-- Start LISTED ENTRIES --

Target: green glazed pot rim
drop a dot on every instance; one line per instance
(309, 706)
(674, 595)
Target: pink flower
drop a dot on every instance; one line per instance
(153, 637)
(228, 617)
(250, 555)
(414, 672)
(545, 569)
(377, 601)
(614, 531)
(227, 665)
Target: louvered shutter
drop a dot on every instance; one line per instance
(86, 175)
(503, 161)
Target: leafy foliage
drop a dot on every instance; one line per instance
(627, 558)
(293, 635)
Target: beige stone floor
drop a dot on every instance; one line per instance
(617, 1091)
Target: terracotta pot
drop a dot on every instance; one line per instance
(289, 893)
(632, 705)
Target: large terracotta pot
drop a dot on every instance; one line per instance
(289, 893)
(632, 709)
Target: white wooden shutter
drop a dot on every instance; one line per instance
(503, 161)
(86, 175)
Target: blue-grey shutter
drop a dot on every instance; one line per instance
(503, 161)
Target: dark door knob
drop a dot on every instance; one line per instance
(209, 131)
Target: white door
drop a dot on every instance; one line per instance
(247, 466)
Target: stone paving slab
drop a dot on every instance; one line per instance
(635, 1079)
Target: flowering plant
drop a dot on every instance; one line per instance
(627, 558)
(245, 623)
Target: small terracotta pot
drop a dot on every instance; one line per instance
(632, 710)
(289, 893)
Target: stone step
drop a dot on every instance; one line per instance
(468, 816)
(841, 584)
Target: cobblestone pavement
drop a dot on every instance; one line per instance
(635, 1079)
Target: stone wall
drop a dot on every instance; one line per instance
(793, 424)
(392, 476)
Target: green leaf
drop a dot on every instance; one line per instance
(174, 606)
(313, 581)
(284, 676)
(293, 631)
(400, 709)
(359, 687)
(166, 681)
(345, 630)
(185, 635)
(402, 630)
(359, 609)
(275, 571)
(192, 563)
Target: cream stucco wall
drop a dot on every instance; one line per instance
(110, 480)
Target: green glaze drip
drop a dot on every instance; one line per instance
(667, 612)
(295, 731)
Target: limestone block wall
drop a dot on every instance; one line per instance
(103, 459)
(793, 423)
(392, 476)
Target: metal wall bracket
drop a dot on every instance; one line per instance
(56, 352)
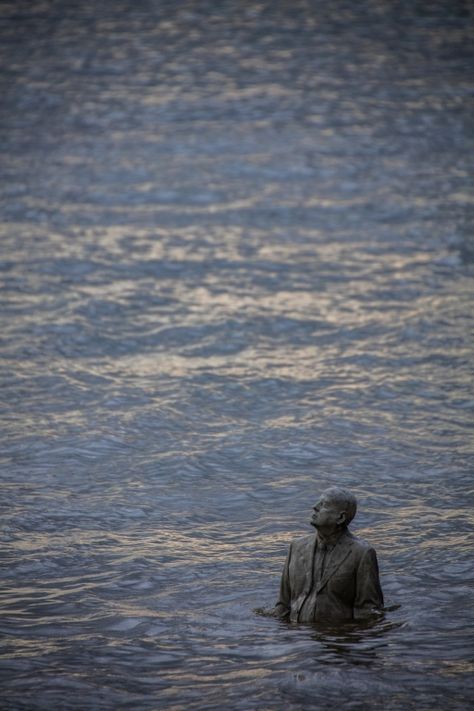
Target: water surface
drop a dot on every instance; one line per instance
(237, 268)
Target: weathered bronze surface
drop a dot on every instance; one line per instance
(331, 575)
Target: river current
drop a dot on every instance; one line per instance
(237, 267)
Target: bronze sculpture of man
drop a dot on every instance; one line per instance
(331, 576)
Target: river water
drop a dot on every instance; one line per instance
(237, 268)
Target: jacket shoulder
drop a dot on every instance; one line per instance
(302, 542)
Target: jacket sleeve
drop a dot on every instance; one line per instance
(369, 597)
(282, 608)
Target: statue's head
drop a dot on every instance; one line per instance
(335, 509)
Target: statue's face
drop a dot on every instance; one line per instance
(326, 515)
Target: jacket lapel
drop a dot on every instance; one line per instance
(339, 554)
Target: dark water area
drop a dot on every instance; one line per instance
(237, 264)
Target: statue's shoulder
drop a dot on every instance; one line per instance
(360, 544)
(303, 542)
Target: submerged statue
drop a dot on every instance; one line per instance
(331, 576)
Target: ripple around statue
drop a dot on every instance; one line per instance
(331, 576)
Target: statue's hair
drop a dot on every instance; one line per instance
(344, 500)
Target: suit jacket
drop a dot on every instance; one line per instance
(349, 587)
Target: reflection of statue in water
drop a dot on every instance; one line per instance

-- End LISTED ENTRIES --

**EXERCISE DESCRIPTION:** Drop the images and quote the entries word for word.

**COMPLETE RESPONSE:**
Target: green glazed pot rim
drop a dot on every instance; one line per instance
(309, 706)
(674, 595)
Target: pink flower
drop a dot on every instance; one line per instance
(153, 637)
(228, 617)
(250, 555)
(414, 672)
(545, 569)
(377, 601)
(614, 531)
(227, 665)
Target: louvered shutter
drop a dot on every instance; one line per instance
(86, 175)
(503, 161)
Target: leafy foliage
drop a dot on every instance; one line per instance
(627, 558)
(293, 635)
Target: beige stone floor
drop a dot on every instance; one line per instance
(617, 1091)
Target: terracotta pot
drop a dot on every instance; one line per instance
(289, 893)
(632, 705)
Target: large terracotta pot
drop a dot on every instance; one line per instance
(289, 893)
(632, 709)
Target: white wooden shutter
drop a dot on every instance; one line per instance
(503, 161)
(86, 175)
Target: blue-grey shutter
drop a dot on every instance; one line per instance
(503, 161)
Target: dark door knob
drop a dot on every instance; one line per instance
(209, 131)
Target: white door
drop a dot on every instance; one line per instance
(247, 466)
Target: stone paving slab
drop a dot on every instance; one line per instance
(635, 1079)
Target: flowering plant
drop a dot on every instance; one line per instance
(627, 558)
(245, 623)
Target: small terracotta pot
drop a dot on every instance; one line per instance
(632, 710)
(289, 893)
Target: stone step
drop a dot on every instance; one line per instance
(468, 816)
(841, 584)
Target: cobblestone pavement
drop a dot on every instance; one line per instance
(635, 1079)
Target: stone wall
drop a dot on every instance; one line per instance
(793, 424)
(392, 476)
Target: green leaf
drop a dot on every instance; one line per instance
(174, 606)
(313, 581)
(284, 676)
(293, 631)
(400, 709)
(359, 687)
(166, 681)
(345, 630)
(185, 635)
(402, 630)
(359, 609)
(275, 571)
(192, 563)
Target: cream stucco wall
drop a dot on every instance; one line per instance
(110, 480)
Target: green glaze drip
drop a dot on every instance; one line per instance
(667, 612)
(295, 731)
Target: limestone block wall
drop a dot on every instance; one line per instance
(103, 459)
(793, 423)
(392, 476)
Target: metal wall bracket
drop a dot on every instance; one line per instance
(56, 352)
Target: water surface
drop a dot on every instance; one line per instance
(237, 268)
Target: weathered bronze surface
drop a dot on every instance; one line per instance
(331, 575)
Target: river current
drop a dot on every instance; one line per instance
(237, 267)
Target: bronze sculpture of man
drop a dot on every instance; one line per instance
(331, 576)
Target: river water
drop a dot on every instance; one line per instance
(237, 268)
Target: jacket shoulder
drop a dot on every instance; one line per instance
(302, 542)
Target: jacket sleeve
drop a dot on every instance; one line per instance
(369, 597)
(282, 608)
Target: statue's head
drop a dot on every instance; one line per instance
(335, 509)
Target: statue's face
drop a dot on every instance; one line per instance
(326, 515)
Target: jacket lapel
drop a dot on every instance; one line per instance
(339, 554)
Target: dark water area
drop a dot on every instance; one line per instance
(237, 264)
Target: statue's shoulder
drop a dot on every instance; one line per instance
(360, 544)
(303, 542)
Target: submerged statue
drop a dot on every instance; one line per instance
(331, 576)
Target: ripple around statue
drop a dot on every instance; one line per instance
(331, 576)
Target: statue's hair
drop a dot on every instance; one line per instance
(344, 500)
Target: suit jacket
drop a dot on every instance; one line per instance
(349, 587)
Target: reflection of statue in water
drop a dot on every instance; one line per instance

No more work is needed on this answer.